─── Recorded information ───

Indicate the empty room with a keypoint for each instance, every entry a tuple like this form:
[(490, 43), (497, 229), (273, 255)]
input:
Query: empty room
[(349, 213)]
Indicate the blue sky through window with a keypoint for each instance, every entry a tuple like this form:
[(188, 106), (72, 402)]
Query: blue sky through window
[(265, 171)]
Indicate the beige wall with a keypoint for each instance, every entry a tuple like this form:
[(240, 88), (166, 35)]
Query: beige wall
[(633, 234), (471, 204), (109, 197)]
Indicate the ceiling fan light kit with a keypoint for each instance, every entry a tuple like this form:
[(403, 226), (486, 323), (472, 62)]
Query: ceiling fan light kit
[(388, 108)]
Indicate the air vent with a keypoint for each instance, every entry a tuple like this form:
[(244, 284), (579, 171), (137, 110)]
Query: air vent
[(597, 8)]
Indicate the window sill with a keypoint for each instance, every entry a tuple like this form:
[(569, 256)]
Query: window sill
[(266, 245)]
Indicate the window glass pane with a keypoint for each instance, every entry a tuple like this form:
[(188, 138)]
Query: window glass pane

───

__Assigned task__. Count the lines in the entries that hold the word "pane", and give nothing but the total.

__Output for this exercise__. 2